(Reading text):
________________

Example 2: Handling Different Data Types

-- Create table with various data types
CREATE TABLE products (
    id SERIAL PRIMARY KEY,
    name VARCHAR(100) NOT NULL,
    description TEXT,
    price DECIMAL(10,2),
    in_stock BOOLEAN,
    tags TEXT[],
    metadata JSONB,
    created_at TIMESTAMP DEFAULT CURRENT_TIMESTAMP
);

-- Import with type conversion
COPY products (name, description, price, in_stock, tags, metadata)
FROM '/path/to/products.csv'
WITH (
    FORMAT csv,
    HEADER true,
    DELIMITER ',',
    QUOTE '"',
    NULL ''
);

Example 3: Import with Data Transformation

-- Create staging table
CREATE TEMP TABLE temp_import (
    raw_data TEXT
);

-- Import raw data
COPY temp_import FROM '/path/to/raw_data.csv'
WITH (FORMAT csv, HEADER true);

-- Transform and insert
INSERT INTO final_table (column1, column2, column3)
SELECT 
    SPLIT_PART(raw_data, ',', 1)::INTEGER,
    SPLIT_PART(raw_data, ',', 2),
    SPLIT_PART(raw_data, ',', 3)::DECIMAL(10,2)

________________

(Required work):
1. In the SQL import examples, what data type does the products table declare for the price column?
2. Write out a passage from the SQL import examples: begin at the words "-- Transform and" and stop after the words "SPLIT_PART(raw_data, ',', 3)::DECIMAL(10,2)".
3. Extend the SQL import examples from the point where they stop.
You will not need the listing for any of this work.

(Data records):
________________

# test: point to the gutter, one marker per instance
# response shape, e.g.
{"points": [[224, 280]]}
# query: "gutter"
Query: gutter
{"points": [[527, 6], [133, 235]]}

________________

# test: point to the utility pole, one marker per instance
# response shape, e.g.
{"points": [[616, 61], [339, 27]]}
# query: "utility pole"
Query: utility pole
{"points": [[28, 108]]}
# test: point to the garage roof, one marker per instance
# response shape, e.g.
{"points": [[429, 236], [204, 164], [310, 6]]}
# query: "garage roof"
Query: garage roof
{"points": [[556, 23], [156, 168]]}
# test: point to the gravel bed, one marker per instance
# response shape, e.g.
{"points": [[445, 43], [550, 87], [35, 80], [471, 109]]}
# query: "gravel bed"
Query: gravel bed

________________

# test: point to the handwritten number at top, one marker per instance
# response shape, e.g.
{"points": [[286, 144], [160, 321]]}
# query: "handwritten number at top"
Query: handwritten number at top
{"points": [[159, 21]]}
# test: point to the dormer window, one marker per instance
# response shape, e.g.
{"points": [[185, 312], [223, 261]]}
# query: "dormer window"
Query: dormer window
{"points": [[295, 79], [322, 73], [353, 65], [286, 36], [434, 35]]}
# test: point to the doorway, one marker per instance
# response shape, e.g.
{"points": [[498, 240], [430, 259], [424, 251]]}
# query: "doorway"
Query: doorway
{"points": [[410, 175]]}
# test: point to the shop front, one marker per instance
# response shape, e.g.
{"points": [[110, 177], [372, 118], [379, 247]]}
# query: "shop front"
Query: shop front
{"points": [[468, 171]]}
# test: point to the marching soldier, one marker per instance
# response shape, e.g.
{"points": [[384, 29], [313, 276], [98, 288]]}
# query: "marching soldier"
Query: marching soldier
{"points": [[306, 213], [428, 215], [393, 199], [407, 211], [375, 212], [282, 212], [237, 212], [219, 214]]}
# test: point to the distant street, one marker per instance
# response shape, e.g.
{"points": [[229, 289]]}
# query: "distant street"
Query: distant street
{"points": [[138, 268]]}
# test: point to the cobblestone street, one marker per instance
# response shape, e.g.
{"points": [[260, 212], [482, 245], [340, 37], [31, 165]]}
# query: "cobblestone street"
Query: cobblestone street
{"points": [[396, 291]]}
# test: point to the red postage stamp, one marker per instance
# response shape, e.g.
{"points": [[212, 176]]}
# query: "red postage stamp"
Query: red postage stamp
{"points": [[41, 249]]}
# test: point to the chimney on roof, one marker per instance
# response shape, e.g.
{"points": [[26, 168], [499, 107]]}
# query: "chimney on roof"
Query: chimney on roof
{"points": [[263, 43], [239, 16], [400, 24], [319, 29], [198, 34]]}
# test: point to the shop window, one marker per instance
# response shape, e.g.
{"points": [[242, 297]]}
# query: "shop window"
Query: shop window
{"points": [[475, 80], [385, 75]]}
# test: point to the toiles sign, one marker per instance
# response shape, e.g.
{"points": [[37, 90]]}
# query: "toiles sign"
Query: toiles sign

________________

(Final answers):
1. DECIMAL(10,2)

2.
-- Transform and insert
INSERT INTO final_table (column1, column2, column3)
SELECT 
    SPLIT_PART(raw_data, ',', 1)::INTEGER,
    SPLIT_PART(raw_data, ',', 2),
    SPLIT_PART(raw_data, ',', 3)::DECIMAL(10,2)

3.
FROM temp_import;

PostgreSQL Import Best Practices

1. Performance Optimization:

-- Disable autocommit for large imports
BEGIN;

-- Import data
COPY your_table FROM '/path/to/file.csv'
WITH (FORMAT csv, HEADER true, DELIMITER ',');

-- Create indexes after import
CREATE INDEX idx_column1 ON your_table (column1);
CREATE INDEX idx_column2 ON your_table (column2);

COMMIT;

2. Error Handling:

-- Import with error logging
CREATE TABLE import_errors (
    line_number INTEGER,
    error_message TEXT,
    raw_data TEXT
);

-- Use COPY with error handling
COPY your_table FROM '/path/to/file.csv'
WITH (FORMAT csv, HEADER true, DELIMITER ',')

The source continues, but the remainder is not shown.